Aangeleverd fragment =
+++

In 2012 werd het kiesarrondissement Brussel-Halle-Vilvoorde opgeheven. Er werden niet alleen twee nieuwe kieskringen opgericht, nl. Brussel-Hoofdstad en Vlaams-Brabant, maar er werd ook een nieuw kieskanton Sint-Genesius-Rode ingesteld. Dit kieskanton omvat de zes randgemeenten. De kiezers in dit kieskanton kunnen stemmen voor een lijst van de kieskring Vlaams-Brabant of voor een lijst van de kieskring Brussel-Hoofdstad. In elk stemopnemingsbureau van het kieskanton Sint-Genesius-Rode worden de stembiljetten waarop een stem is uitgebracht gerangschikt in twee categorieën: enerzijds diegene waarop een stem uitgebracht is voor een kandidatenlijst uit Vlaams-Brabant en anderzijds de biljetten waarmee gestemd werd op een lijst van de kieskring Brussel-Hoofdstad. Analoge bepalingen gelden voor de Europese verkiezingen. Het model van oproepingsbrief voor de verkiezing van de Kamer van Volksvertegenwoordigers wordt door de Minister van Binnenlandse Zaken vastgelegd in een koninklijk besluit.

+++

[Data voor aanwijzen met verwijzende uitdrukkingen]

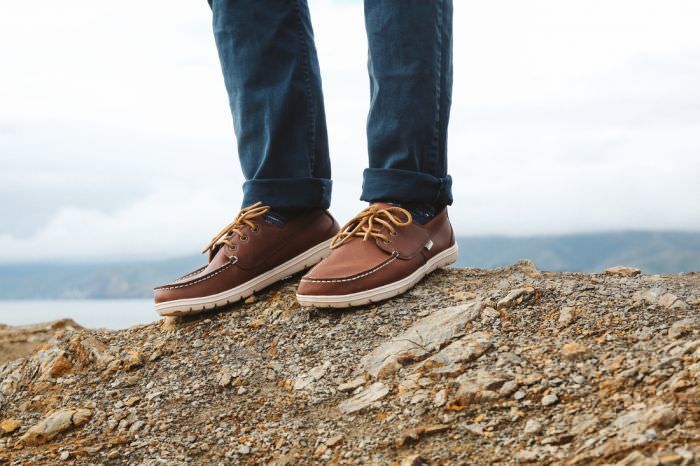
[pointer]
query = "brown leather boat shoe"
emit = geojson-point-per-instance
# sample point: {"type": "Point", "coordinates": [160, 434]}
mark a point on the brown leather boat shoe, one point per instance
{"type": "Point", "coordinates": [251, 253]}
{"type": "Point", "coordinates": [379, 254]}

+++

Druk het fragment over het kieskanton Sint-Genesius-Rode volledig en letterlijk af.

Resultaat oefening =
In 2012 werd het kiesarrondissement Brussel-Halle-Vilvoorde opgeheven. Er werden niet alleen twee nieuwe kieskringen opgericht, nl. Brussel-Hoofdstad en Vlaams-Brabant, maar er werd ook een nieuw kieskanton Sint-Genesius-Rode ingesteld. Dit kieskanton omvat de zes randgemeenten. De kiezers in dit kieskanton kunnen stemmen voor een lijst van de kieskring Vlaams-Brabant of voor een lijst van de kieskring Brussel-Hoofdstad. In elk stemopnemingsbureau van het kieskanton Sint-Genesius-Rode worden de stembiljetten waarop een stem is uitgebracht gerangschikt in twee categorieën: enerzijds diegene waarop een stem uitgebracht is voor een kandidatenlijst uit Vlaams-Brabant en anderzijds de biljetten waarmee gestemd werd op een lijst van de kieskring Brussel-Hoofdstad. Analoge bepalingen gelden voor de Europese verkiezingen. Het model van oproepingsbrief voor de verkiezing van de Kamer van Volksvertegenwoordigers wordt door de Minister van Binnenlandse Zaken vastgelegd in een koninklijk besluit.